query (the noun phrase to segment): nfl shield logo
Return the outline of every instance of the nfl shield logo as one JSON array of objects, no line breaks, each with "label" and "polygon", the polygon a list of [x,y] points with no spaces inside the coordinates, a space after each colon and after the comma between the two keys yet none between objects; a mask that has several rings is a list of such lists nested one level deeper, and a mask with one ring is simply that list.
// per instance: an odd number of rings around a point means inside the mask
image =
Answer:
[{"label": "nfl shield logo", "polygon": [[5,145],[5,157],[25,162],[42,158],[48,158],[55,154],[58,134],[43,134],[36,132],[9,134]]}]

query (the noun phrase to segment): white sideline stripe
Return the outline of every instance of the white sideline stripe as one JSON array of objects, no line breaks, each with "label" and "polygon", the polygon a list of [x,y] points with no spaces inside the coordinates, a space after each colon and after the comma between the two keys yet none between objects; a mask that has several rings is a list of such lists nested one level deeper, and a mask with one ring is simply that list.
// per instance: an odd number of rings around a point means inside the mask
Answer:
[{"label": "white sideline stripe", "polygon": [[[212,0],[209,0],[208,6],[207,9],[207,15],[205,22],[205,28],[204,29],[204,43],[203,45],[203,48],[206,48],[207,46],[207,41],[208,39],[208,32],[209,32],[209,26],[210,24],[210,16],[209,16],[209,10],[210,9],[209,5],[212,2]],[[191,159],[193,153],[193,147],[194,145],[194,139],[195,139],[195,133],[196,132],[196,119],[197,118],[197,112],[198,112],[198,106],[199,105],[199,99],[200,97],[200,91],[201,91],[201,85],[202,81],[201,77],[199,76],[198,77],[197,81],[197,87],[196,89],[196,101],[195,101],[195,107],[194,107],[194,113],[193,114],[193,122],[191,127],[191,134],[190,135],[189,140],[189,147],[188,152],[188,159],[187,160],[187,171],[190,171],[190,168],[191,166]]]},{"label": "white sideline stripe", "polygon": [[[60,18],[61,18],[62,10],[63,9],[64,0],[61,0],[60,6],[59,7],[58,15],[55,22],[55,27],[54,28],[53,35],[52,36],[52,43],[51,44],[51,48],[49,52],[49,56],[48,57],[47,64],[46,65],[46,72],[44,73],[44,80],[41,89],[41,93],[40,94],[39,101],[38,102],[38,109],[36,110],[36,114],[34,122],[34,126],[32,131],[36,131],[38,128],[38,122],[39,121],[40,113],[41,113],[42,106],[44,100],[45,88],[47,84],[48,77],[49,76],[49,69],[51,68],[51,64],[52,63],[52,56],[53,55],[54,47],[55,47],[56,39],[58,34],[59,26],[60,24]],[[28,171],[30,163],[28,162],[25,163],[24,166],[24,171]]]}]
------------
• **The task**: Display every line in the rows above that contains the string "coordinates", treating uppercase and lowercase as distinct.

• **Response**:
Return the outline of every instance of the nfl shield logo as one JSON array of objects, no line breaks, each with "label" and "polygon", the polygon a list of [x,y] points with no spaces inside the coordinates, a space after each colon and after the comma between the two keys yet none between objects; a mask that has several rings is a list of such lists nested one level deeper, and a mask with one ring is simply that list.
Return the outline of every instance of the white sideline stripe as one JSON array of objects, no line breaks, each with "label" and "polygon", the polygon a list of [x,y] points with no spaces inside the coordinates, a space after each colon and after the comma between the two keys yet none between objects; a mask that has several rings is a list of such lists nested one level deeper, and a mask with one ring is simply that list.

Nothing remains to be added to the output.